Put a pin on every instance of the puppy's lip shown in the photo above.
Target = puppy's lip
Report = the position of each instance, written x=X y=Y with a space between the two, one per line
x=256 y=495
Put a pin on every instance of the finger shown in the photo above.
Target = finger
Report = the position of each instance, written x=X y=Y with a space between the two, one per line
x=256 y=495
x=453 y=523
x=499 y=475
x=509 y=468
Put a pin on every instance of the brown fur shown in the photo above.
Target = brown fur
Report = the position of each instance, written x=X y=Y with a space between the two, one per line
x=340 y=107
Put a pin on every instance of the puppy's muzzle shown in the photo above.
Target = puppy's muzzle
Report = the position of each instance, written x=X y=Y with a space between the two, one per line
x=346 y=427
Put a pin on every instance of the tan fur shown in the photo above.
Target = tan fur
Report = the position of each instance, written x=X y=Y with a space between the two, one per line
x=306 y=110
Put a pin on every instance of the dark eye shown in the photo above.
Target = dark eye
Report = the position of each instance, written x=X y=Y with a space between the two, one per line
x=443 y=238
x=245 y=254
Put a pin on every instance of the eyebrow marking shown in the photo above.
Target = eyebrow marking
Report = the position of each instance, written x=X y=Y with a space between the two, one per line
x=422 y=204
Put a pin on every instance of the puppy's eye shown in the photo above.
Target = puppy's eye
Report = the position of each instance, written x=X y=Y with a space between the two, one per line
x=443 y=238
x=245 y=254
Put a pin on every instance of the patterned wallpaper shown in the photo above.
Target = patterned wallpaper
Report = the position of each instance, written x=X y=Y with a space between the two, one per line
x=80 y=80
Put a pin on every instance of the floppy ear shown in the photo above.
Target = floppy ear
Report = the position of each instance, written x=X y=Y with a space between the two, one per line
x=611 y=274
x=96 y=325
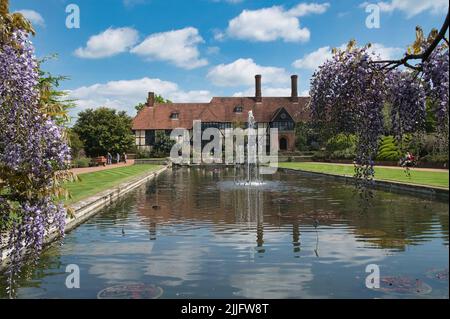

__WHAT NEEDS TO BE DONE__.
The records must be restated word for word, apart from any images.

__OUTPUT OF THE EXERCISE__.
Put a pin on every instance of the puppy's lip shown in the photo above.
Target = puppy's lip
Report = the position of each instance, written x=X y=Y with a space between the two, one per line
x=256 y=495
Put a pin on every instance of the finger shown in the photo above.
Target = finger
Report = the position of each instance, written x=X y=Y with a space between the two, one per line
x=256 y=495
x=453 y=523
x=499 y=475
x=509 y=468
Put a pin on every instance of the brown fur shown in the photo above.
Target = brown fur
Report = the position of each instance, written x=X y=Y with a space between the two, one per line
x=340 y=107
Put a pin on every instance of the puppy's muzzle shown in the photo above.
Target = puppy's muzzle
Report = the position of each instance, written x=X y=Y with a space between the two, one per line
x=346 y=427
Put a pin on every instance of the tan fur shown in the photo above.
Target = tan fur
Report = the position of each instance, written x=X y=Y with a space between the two, one per line
x=306 y=110
Put a pin on every instance of the dark eye shown in the photo above.
Target = dark eye
Report = the position of each instance, written x=X y=Y with a space between the two, one per line
x=443 y=238
x=245 y=254
Put a pin on every instance of the eyebrow marking shown in the photo above.
Target = eyebrow marking
Report = the position of each instance, written x=X y=Y with a space between the two, one per line
x=422 y=204
Put a pin on every instance of the puppy's eye shown in the photo above.
Target = puppy's eye
Report = the position of each instance, written x=X y=Y with a space between the two, one per line
x=443 y=238
x=245 y=254
Put a pin on every instance of the patterned wallpaper shown in the photo above.
Target = patterned wallpaper
Report = the position of each instance, written x=X y=Y with a space between the two, one per line
x=80 y=80
Put a pin on every instance of the floppy ear shown in the photo above.
Target = floppy ear
Report = the position of each instance, written x=X y=Y with a space between the two, one per line
x=611 y=274
x=96 y=325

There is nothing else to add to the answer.